→ **WHAT YOU ARE ASKED TO DO**:
Express the records below, between the lines holding "Exam question 7: The image above contains the round" and "574 211 616 242", inclusive, as a two-column CSV with the columns text and answer. Use one row per record, put each field in quotes, and replace line breaks with spaces.

Bounding box annotation records

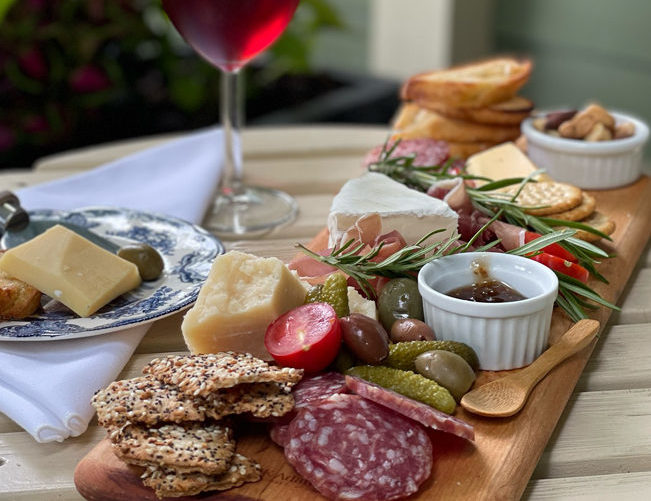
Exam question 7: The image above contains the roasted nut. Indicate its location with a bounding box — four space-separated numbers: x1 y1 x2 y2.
615 122 635 139
558 104 615 139
583 122 613 141
531 117 547 132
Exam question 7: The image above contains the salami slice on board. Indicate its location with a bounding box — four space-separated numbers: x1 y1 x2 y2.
292 372 348 409
346 376 475 440
269 372 348 447
285 394 432 500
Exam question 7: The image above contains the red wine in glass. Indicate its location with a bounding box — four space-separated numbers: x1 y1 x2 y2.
163 0 299 235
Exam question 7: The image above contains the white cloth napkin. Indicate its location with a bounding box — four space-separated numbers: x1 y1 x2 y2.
0 129 223 442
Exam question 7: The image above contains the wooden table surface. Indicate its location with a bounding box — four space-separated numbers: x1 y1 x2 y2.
0 126 651 501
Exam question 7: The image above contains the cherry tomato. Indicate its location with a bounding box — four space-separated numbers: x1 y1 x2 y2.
531 252 590 283
264 303 341 372
524 231 578 263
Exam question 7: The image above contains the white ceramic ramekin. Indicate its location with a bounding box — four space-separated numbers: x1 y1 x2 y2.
418 252 558 370
522 113 649 190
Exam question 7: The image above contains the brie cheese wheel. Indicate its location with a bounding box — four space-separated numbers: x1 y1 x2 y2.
328 172 458 247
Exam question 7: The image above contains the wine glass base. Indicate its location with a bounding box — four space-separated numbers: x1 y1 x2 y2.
210 186 298 237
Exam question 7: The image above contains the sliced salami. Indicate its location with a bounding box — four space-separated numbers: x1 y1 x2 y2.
292 372 348 409
285 394 432 500
346 376 475 440
363 138 450 167
269 423 289 447
269 372 348 447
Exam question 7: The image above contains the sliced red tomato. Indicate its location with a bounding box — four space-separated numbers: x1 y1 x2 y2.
264 303 341 372
524 231 578 263
531 252 590 283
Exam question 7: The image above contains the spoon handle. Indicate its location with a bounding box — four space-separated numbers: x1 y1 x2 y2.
514 319 599 391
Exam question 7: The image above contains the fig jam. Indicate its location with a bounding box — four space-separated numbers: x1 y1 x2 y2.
446 280 526 303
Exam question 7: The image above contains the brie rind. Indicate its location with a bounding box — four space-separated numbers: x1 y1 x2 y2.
328 172 458 247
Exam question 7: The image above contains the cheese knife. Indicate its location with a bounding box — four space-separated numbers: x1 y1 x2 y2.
0 190 120 254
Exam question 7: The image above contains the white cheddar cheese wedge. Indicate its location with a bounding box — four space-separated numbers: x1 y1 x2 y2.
466 143 551 186
181 251 306 360
328 172 458 247
0 225 140 317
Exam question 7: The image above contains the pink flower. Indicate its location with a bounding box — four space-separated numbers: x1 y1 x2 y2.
0 124 16 151
18 48 48 80
69 65 111 93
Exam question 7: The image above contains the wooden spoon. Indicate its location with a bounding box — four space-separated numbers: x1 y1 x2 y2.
461 320 599 417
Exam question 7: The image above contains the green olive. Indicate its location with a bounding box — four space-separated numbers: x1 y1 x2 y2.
118 244 164 280
414 350 475 402
377 278 423 332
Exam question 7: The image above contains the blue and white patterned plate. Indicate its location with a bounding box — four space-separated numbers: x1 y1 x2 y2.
0 207 224 341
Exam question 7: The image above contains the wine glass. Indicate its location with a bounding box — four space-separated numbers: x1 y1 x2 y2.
163 0 299 236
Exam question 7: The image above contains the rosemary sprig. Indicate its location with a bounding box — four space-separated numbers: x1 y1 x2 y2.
297 230 459 297
369 140 617 321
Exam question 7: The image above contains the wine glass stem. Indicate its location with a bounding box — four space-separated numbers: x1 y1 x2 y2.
219 70 243 197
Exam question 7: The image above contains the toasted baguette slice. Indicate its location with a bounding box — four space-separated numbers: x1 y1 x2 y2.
0 251 41 320
402 58 532 108
394 103 520 143
416 96 533 125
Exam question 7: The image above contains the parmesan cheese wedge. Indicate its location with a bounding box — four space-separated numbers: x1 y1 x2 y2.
181 251 306 360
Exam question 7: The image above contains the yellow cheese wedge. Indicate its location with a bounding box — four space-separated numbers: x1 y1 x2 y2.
466 143 551 186
181 251 306 360
348 287 377 320
0 225 140 317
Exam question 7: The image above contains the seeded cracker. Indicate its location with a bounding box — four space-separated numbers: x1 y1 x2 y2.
140 453 262 498
504 181 582 216
91 376 294 428
547 191 597 221
109 423 235 475
206 383 294 419
91 376 206 428
143 351 303 396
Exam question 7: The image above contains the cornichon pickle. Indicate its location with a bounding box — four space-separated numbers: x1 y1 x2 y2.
346 365 457 414
305 273 350 318
305 284 323 304
384 340 479 371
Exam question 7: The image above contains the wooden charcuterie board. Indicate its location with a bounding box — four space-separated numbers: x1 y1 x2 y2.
75 177 651 500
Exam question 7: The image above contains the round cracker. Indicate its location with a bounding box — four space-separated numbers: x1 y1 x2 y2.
548 191 597 221
504 181 582 216
574 211 616 242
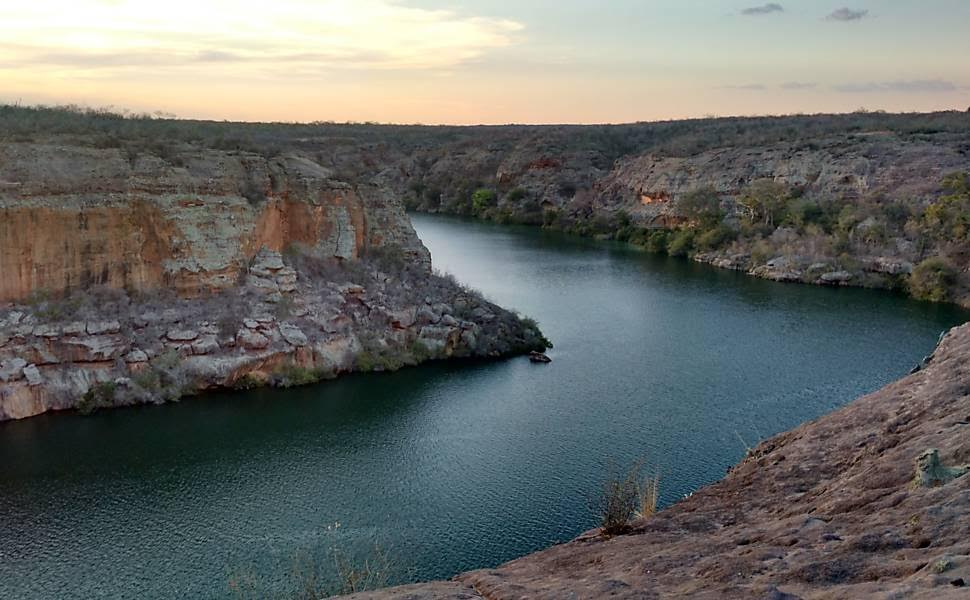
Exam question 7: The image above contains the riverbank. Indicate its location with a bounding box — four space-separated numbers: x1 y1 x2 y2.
0 249 551 421
338 325 970 600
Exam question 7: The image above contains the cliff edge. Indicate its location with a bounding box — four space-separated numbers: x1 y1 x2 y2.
338 325 970 600
0 141 548 421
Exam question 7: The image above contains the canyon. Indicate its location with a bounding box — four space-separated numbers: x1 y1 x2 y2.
0 140 548 420
338 325 970 600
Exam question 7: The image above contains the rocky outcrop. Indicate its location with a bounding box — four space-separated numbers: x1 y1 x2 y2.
336 325 970 600
0 140 430 302
0 247 548 421
0 135 547 421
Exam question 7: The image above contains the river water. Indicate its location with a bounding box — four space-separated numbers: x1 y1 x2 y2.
0 215 970 598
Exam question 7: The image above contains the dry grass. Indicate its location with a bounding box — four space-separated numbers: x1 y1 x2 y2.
592 460 660 536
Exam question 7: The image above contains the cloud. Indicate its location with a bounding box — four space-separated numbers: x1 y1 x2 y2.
0 0 523 77
718 83 767 92
825 8 869 22
832 79 959 94
741 2 785 16
781 81 818 90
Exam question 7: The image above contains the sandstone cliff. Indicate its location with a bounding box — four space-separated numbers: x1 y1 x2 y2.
0 140 429 302
336 325 970 600
0 138 548 421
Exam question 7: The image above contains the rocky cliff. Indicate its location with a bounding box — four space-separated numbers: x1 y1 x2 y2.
0 141 429 302
0 138 548 421
402 126 970 306
342 325 970 600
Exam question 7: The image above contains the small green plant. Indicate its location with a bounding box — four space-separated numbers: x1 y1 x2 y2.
232 373 263 391
77 381 118 415
270 362 333 388
472 188 497 213
909 257 956 302
667 228 694 256
593 461 660 536
932 557 953 575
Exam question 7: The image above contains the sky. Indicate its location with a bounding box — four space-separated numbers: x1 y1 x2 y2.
0 0 970 124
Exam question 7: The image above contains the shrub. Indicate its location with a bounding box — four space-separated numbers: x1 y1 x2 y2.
594 461 660 536
677 187 723 228
232 373 263 391
667 229 694 256
472 188 498 213
909 257 956 302
270 362 333 388
696 224 738 250
77 381 118 415
645 229 670 254
508 188 529 202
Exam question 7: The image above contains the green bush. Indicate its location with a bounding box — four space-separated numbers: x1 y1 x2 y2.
909 257 956 302
270 362 333 388
644 229 670 254
667 229 694 256
696 225 738 250
472 188 498 213
77 381 118 415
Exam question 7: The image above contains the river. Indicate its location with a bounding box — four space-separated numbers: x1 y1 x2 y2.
0 215 970 599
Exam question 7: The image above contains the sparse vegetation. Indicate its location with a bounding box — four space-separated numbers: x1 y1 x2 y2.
77 381 118 415
592 461 660 536
909 257 956 302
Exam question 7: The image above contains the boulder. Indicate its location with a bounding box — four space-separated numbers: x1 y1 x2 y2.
820 271 852 284
63 321 87 337
0 358 27 383
34 325 61 338
125 348 148 364
24 365 44 387
192 336 219 356
58 335 130 362
236 328 269 350
86 321 121 335
280 323 309 348
165 329 199 342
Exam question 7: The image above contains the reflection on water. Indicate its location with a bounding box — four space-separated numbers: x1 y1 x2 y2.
0 216 967 598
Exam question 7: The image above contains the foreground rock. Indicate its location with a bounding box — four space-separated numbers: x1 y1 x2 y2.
344 325 970 600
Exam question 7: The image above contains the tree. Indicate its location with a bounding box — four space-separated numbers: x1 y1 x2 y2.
909 256 956 302
677 187 724 229
472 188 497 213
738 179 789 227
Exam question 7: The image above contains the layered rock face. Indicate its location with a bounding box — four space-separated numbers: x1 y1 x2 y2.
591 134 970 225
0 248 548 421
344 325 970 600
0 142 548 421
0 143 429 302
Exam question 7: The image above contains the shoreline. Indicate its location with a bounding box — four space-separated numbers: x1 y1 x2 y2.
341 324 970 600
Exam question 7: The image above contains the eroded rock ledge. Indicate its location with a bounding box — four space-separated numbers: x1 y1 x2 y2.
0 248 548 420
344 325 970 600
0 142 548 421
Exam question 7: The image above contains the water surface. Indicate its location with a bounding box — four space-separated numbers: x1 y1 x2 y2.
0 215 968 598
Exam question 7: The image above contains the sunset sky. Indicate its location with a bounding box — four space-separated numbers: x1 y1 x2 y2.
0 0 970 124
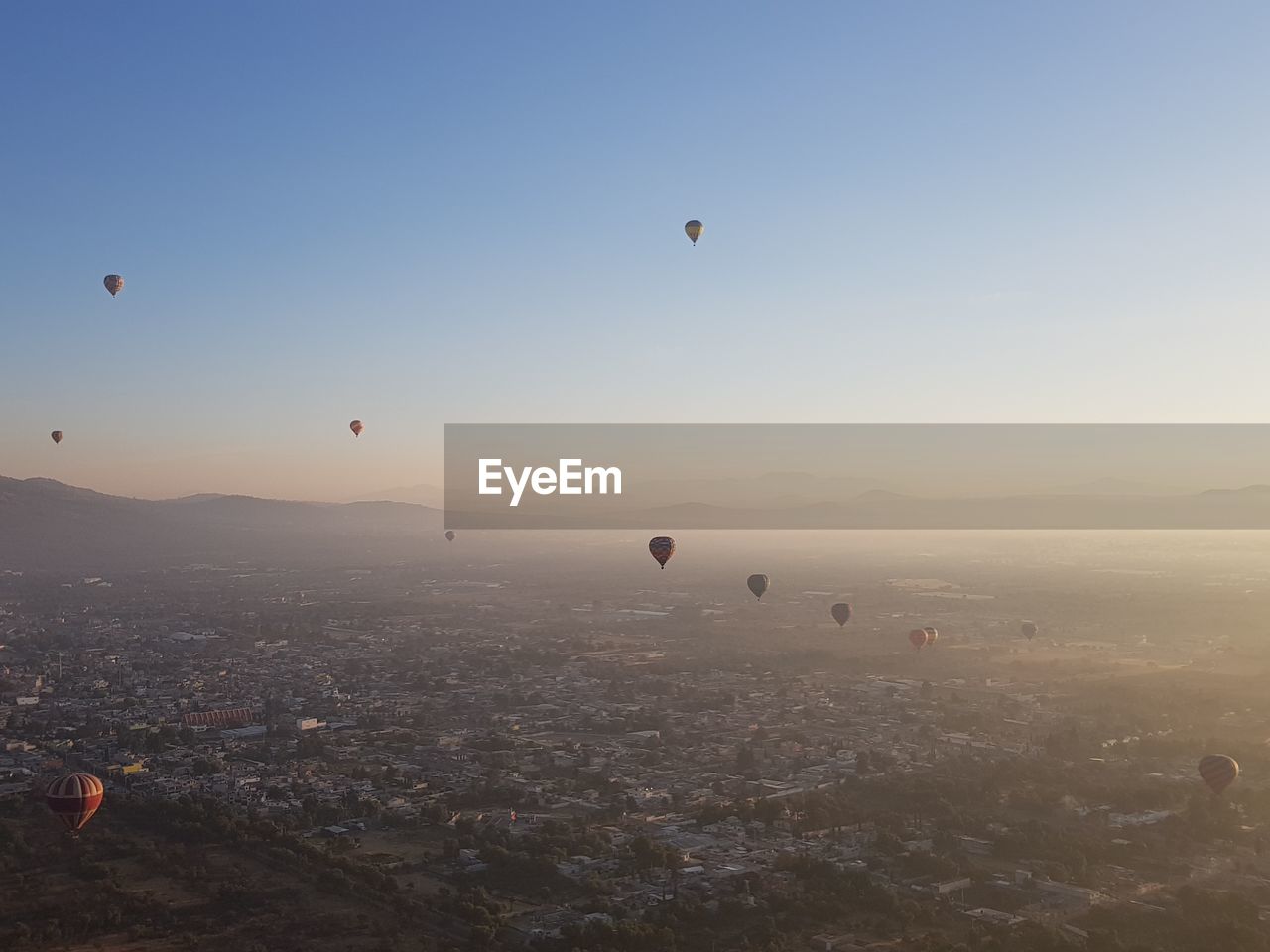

→ **CORRECT RESULT**:
text,answer
"Exam question 7: The image above contains the round cracker. Indicate its location with a bounding box — four space-separated numbers: x1 y1 x2 y2.","548 191 597 221 504 181 582 216 574 211 616 242"